解くべき問題:
A) 入れ歯をなくしたおばあさんについての抜粋本文によると、婦長が話をしにいった後も、おばあさんは何を言いつづけていますか。
B) 入れ歯をなくしたおばあさんについての抜粋本文を引き継ぎ、最後の文のあとから続きを書いてください。

抜粋本文:
——————————

今日も午前シフト。
出勤してみたら婦長やリーダーたちがすでに何かの話題で盛り上がっている。何事かと思って荷物を降ろすと急いでナースステーションに向かった。
「もうほんっとに腹が立つ!」
普段はニコニコしている婦長がなにやらブリブリ怒っている。話をよく聞いてみると、どうやら昨夜入れ歯をなくしたおばあさんが、午後から大変だったらしい。婦長が話をしにいったところ、入れ歯紛失に関して病院に責任がないことは不承不承ながら“理解”したらしい。しかしだからといってそれを受け入れるのは別らしく、相変わらず弁償しろと言いつづけているそうだ。
さらに。

——————————

提供資料:
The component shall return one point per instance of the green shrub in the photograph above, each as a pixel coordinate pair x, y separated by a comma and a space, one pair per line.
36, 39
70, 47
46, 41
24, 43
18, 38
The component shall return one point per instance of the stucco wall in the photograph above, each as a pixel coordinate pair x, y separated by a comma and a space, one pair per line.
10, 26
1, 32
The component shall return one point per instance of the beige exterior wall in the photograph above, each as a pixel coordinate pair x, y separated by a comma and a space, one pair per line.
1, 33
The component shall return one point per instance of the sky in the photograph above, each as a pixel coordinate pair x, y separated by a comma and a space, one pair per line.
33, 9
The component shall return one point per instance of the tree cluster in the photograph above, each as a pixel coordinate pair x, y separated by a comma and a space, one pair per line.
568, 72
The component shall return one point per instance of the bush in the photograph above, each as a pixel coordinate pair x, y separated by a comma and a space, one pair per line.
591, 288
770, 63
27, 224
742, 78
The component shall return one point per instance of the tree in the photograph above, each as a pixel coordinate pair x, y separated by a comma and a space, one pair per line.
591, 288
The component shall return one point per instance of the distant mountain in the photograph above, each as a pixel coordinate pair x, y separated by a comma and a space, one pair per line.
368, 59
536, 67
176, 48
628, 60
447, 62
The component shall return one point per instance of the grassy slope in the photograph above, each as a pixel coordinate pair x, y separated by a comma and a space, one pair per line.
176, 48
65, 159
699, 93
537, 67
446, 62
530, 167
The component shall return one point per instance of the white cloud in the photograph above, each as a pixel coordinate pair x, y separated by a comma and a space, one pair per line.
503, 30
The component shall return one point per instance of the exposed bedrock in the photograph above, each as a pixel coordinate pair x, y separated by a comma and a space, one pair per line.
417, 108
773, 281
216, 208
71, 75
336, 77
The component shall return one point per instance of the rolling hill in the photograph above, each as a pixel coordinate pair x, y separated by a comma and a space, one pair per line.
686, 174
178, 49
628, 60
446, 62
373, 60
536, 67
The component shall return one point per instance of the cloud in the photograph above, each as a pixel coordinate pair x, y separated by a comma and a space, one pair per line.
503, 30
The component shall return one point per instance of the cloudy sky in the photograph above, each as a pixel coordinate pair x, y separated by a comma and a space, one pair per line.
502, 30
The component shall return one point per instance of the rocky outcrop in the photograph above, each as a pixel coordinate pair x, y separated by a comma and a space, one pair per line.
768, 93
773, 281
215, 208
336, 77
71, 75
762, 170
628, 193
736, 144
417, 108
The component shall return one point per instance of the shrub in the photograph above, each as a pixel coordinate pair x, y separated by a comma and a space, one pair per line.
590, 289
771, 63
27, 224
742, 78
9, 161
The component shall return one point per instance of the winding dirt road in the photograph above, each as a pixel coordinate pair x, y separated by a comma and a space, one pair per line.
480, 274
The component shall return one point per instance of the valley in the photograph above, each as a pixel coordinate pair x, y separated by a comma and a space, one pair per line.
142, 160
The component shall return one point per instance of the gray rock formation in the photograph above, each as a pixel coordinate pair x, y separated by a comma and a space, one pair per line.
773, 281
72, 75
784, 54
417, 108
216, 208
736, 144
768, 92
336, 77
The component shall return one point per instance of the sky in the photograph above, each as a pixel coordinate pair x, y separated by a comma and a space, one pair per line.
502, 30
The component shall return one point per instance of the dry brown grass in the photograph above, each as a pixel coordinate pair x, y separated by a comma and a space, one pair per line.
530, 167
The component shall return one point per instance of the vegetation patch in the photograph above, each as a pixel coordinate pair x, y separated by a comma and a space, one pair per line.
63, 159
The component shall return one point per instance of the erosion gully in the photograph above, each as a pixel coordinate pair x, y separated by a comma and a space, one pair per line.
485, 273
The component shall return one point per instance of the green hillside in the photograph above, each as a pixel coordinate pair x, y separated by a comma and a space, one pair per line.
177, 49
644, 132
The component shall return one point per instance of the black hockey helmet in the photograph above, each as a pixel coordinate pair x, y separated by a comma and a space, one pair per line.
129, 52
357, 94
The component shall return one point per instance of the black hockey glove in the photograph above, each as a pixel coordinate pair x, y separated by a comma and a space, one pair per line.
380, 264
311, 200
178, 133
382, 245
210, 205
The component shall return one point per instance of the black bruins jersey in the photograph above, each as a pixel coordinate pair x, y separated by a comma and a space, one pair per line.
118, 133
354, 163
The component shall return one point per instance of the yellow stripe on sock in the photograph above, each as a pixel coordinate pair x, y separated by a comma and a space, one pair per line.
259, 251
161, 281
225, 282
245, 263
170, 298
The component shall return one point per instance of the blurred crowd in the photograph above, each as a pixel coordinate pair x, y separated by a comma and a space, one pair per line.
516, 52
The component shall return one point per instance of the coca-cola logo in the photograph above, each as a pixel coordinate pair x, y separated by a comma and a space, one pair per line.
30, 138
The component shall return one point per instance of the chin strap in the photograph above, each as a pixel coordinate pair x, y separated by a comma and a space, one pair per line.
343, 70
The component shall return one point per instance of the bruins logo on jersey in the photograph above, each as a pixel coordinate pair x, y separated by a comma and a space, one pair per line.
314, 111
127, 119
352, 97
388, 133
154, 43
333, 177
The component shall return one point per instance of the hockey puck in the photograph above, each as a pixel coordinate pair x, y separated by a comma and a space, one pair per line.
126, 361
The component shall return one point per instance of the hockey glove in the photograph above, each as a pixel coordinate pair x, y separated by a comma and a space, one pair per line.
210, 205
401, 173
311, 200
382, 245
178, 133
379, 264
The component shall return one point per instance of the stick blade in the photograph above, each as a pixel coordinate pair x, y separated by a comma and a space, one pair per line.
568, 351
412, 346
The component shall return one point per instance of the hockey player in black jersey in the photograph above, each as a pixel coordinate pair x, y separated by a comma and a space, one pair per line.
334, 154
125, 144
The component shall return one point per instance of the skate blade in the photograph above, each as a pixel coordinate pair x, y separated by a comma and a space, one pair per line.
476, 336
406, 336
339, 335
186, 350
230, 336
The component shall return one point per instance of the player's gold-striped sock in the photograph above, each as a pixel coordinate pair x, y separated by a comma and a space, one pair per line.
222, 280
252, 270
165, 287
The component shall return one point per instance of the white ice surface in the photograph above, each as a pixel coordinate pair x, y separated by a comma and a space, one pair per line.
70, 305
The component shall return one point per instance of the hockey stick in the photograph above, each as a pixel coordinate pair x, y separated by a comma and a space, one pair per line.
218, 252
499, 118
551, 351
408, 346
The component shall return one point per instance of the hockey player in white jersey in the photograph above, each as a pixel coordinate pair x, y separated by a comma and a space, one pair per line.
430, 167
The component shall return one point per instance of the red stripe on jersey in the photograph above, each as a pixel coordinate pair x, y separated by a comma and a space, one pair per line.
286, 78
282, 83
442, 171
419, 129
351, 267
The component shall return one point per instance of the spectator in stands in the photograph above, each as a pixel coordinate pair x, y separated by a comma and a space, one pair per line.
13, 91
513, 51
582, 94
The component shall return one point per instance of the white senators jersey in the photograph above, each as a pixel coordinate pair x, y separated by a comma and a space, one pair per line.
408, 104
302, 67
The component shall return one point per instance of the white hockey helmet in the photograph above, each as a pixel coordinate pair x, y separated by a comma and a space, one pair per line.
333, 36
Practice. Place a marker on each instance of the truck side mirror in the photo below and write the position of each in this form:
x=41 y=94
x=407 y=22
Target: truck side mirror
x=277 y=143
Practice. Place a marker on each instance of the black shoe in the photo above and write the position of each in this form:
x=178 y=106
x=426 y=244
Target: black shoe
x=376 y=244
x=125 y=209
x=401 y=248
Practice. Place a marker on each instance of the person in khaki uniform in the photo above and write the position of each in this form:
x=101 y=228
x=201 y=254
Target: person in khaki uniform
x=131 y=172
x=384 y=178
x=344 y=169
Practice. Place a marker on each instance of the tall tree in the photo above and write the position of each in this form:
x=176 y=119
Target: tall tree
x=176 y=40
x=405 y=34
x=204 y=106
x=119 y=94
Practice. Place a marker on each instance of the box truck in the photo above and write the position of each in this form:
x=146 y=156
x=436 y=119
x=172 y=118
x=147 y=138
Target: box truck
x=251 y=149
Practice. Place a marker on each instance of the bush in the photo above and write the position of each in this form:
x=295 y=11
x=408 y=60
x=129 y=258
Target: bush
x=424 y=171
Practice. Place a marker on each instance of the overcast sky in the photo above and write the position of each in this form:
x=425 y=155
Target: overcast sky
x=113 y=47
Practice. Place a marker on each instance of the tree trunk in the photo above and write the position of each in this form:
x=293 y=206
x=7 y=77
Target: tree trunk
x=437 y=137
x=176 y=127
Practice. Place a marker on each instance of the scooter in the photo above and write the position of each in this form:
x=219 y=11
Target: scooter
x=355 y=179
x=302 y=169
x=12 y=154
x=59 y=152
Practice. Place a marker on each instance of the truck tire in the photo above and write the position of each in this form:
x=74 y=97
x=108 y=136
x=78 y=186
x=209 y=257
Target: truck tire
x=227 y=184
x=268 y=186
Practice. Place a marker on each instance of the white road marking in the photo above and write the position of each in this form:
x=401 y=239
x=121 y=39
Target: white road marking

——————————

課題の解答:
A) 弁償しろと言いつづけている。

B)
そもそも入院の理由が左肩痛ということなんだけど、私が担当した昨日の朝までの数日間、痛みに関してはまったく不平不満を述べなかった。私がいる間に専門医の回診があったけど、そのときも何も言わず、一日2回の強い鎮痛剤で痛みはコントロールされていた。ところが、私が帰った後、午後シフトになってからいきなり痛みを訴え続けたらしい。痛みの緩和は看護師にとって一番大切な処置のひとつ。患者さんが痛みを訴えると、私たちは十中八九適切な鎮痛剤を投与する。なのでこの患者さんの訴えが無視されていたはずはないのだけど、患者さんいわく「腕の痛みを訴えたのに、誰も何もしてくれなかった」。そしてひいては「訴える」とまで言い始めているらしい。
モンスターペイシェントかよ。
こういっては何やけど、80歳をいくつか過ぎた、しかも初期認知症を患っているおばあさんが、このような発想を持つとは思いがたい。どうやら患者さんの娘さんがいろいろと入れ知恵をしている様子。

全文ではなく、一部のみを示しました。